» What you should do:
Would you write out the entries again, exactly as they are, but without images?

⟨

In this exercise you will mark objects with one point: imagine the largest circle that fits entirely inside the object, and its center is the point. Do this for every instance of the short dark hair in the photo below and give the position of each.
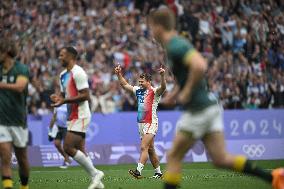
(163, 17)
(71, 50)
(8, 46)
(146, 76)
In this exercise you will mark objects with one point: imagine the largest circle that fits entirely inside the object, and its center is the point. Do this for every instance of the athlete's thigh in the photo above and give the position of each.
(21, 154)
(151, 145)
(147, 139)
(78, 125)
(5, 150)
(72, 139)
(215, 144)
(182, 142)
(20, 136)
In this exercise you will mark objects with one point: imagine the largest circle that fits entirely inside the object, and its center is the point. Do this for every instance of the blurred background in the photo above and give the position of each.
(243, 42)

⟩

» Response to this task:
In this exercise you will mark objects with one point: imagine the largest circle that fits entirely inside the object, and its center is the point. Do this for every instance of the short dark hair in the photo below and give the position of each.
(163, 17)
(71, 50)
(8, 46)
(146, 76)
In this exercise you will mark objects with one point: imagine the largest circle that fits entirely inside the object, and its center is the point. Do this for every instance of the athlete's thigh in the photo above and give the position of each.
(21, 154)
(151, 145)
(147, 139)
(78, 125)
(5, 150)
(72, 139)
(215, 144)
(182, 142)
(20, 136)
In this exercise you will mark objects with one point: imagine the largest circle that fits entirely inside the object, and its center is the point. Do this for every instance of the blurred background in the photo above and give the position of each.
(243, 42)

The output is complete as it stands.